Problem to solve:
Repeat the rows below word for word, starting at the first row and ending at the row that contains "145, 60, 171, 64". Leave the picture out of your answer.

Data for this task:

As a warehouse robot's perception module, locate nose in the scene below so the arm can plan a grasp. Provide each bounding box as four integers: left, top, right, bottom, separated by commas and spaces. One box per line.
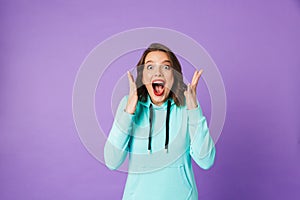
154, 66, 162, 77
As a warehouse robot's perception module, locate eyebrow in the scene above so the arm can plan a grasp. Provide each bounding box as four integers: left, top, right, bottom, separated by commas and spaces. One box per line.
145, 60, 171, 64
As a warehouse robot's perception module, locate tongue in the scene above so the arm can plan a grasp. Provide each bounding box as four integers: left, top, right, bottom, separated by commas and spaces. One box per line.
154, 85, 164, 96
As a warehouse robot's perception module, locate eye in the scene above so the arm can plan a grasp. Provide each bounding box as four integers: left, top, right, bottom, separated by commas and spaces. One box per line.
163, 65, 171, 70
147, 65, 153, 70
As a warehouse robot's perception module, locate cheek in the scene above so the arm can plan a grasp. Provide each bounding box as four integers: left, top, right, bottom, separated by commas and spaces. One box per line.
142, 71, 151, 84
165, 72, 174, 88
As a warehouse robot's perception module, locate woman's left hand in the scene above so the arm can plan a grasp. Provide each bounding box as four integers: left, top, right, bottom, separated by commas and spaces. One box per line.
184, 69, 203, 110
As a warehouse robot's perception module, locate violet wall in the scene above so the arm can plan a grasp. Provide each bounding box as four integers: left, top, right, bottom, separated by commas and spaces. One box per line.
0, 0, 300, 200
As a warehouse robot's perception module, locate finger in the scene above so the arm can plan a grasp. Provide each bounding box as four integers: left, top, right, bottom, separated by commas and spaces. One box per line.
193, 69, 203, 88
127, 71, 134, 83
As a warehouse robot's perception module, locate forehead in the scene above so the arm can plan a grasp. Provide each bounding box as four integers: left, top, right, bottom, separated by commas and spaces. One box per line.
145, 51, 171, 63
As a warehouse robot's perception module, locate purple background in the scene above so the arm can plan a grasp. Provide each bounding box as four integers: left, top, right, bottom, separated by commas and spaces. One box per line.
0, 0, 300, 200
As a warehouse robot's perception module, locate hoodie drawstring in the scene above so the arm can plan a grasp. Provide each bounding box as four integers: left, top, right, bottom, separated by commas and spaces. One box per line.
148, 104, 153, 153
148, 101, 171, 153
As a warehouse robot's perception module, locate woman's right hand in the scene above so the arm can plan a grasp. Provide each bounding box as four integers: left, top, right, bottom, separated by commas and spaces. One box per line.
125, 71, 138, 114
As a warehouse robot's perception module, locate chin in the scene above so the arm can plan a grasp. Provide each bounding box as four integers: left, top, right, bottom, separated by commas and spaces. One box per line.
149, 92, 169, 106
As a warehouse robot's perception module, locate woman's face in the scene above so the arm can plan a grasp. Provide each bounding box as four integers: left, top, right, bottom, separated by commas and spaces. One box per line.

Written response:
As a warehouse robot's perception module, locate nose in the scene below so the arm can plan a grasp. Provide each bounding box as four integers: left, top, right, bottom, separated by commas and spaces. One box per line.
154, 66, 162, 77
As a warehouse robot's perception module, locate eyebrow in the scene above so the arm can plan a grasp. Provide each bounding box as four integers: left, top, right, bottom, separated by commas and spaces. One box per line.
145, 60, 171, 64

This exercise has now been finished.